== DOCUMENT PASSAGE

Pace of life on suburban side streets slows to the rate of dogged shoveling

Patience is a necessity for those who don't own a four-wheel-drive

January 27, 2000|By TaNoah Morgan | TaNoah Morgan,SUN STAFF

In an endless blanket of knee-deep snow, two lonely trenches ran along the middle of Clifton Avenue in Arnold yesterday, marking the only clearing the street will likely see for a while, and the spot at the end of driveways where tired neighbors could finally rest their shovels.

Residents in the hilly neighborhood have grown used to digging themselves out to the road when it snows and waiting a long time for plows.

If they don't dig out, they might not see a grocery store until spring, they say.

"This community will be the last thing they do touch," said Norman Wright Jr., 51, who bought a house on Clifton Avenue 20 years ago across the street from the one in which he grew up.

Wright said that before getting to his own driveway, he spent two hours yesterday clearing the driveway that his 77-year-old father had started shoveling.

"We know how it is," Wright said. "You have to shovel down to the middle of the street or you're not getting out."

Far down on the list

Like hundreds of miles of secondary Anne Arundel County roads, Clifton Avenue is low on the list to be plowed, and yesterday neighbors from age 23 to 77 were slowly making their way with snow shovels from their 50-foot driveways down to the street, where only trucks and sport utility vehicles had ventured.

While motorists were zipping along an almost-dry Ritchie Highway less than two miles away, county officials said they didn't know how much longer it would take before streets such as Clifton Avenue would be plowed, because workers were still clearing lanes on major roadways. In past storms, residents said, they waited as long as five days.

"One year, we had to actually shovel our road," said Sandy Marshall, 51. "We're just patient here."

Barricading the mailboxes

When snowplows do come to the 40-year-old neighborhood where about 50 Cape Cods line the streets, residents said, they often hit only one side, pushing the snow to the opposite side of the road where all the community mailboxes are.

====

■ **YOUR INSTRUCTIONS**
Extend the news story about Clifton Avenue residents waiting out the snow, picking up after its last sentence about the community mailboxes.

== MATERIAL SHOWN

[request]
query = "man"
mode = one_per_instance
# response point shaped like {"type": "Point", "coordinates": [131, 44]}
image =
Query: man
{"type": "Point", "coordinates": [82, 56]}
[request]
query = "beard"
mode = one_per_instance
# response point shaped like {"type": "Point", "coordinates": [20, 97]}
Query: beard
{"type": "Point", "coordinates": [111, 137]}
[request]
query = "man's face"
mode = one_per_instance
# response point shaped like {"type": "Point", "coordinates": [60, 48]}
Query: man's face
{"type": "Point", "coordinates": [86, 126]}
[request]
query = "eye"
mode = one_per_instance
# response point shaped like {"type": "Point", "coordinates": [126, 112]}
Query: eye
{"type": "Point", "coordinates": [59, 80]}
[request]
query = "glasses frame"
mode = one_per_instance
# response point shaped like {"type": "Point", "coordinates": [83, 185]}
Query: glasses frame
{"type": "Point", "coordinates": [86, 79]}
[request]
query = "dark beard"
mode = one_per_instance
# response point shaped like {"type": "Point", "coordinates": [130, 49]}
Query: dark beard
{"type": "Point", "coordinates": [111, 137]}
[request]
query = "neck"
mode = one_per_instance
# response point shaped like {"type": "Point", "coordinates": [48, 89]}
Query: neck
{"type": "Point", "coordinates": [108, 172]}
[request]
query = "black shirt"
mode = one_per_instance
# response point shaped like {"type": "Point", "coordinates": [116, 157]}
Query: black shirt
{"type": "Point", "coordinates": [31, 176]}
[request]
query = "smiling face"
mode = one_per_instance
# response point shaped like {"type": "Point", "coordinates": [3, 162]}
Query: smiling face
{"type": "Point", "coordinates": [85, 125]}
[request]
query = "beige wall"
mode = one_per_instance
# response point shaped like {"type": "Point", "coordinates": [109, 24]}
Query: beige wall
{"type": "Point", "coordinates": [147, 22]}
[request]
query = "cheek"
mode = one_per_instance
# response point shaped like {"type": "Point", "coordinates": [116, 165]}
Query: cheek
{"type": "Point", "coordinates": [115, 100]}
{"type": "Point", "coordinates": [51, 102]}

====

■ **OUTPUT BELOW**
For days sometimes, neighbors say, they can't get mail or newspapers unless they also shovel a path to their mailboxes.

Those who can get through the snow with pickup trucks or SUVs run errands for neighbors, many of whom are elderly, sick or widowed. They worry on snowy days that they might have to make any emergency runs.

"If an ambulance has to come around here, he's not going to make it," Wright said. "I guess we've been pretty fortunate."

Yesterday, only a few brave souls without four-wheel-drive tried to force their cars along the ruts left by the 15-inch tires of powerful pickups and SUVs. Most, like Jamie Matthews, failed and were forced to leave their cars at the bottom of a hill and walk to their destinations.

Those with less confidence in their vehicles, such as Kelley Staley, grabbed a coat, hat and gloves and walked.

"I'm afraid it's just going to break up" in the snow, Staley said of her 1985 Chrysler New Yorker.

She was on her way home from a 7-Eleven more than a mile away, carrying a bag with a half-gallon of milk and a pack of cigarettes.

"Maybe they'll get us plowed by tomorrow morning -- before I run out of cigarettes," she said.

Anniversary trip

Edward R. Thomas IV, 23, was busy clearing a path in front of his blue 1994 Ford Mustang yesterday, hoping he could swing a U-turn from his roadside parking space and get through slush to Annapolis to see his girlfriend on their 13-month anniversary.

"I did not want it to snow this much last night because I knew I hadn't seen her in a while," he said, throwing pound after pound of snow behind him, all the time wishing he had a snow blower.

Most on Clifton Avenue inched patiently through the piles of snow, "shoveling, shoveling, "till more of it comes along," said Roy Young, 73, "I've done that since '54."

Young rested on a shovel at the end of his 45-foot driveway, trying to make his way to the 1976 Ford that he said will get him through the snow.

"Yeah, I can get out of here," he said, then added, "I'm not in any rush."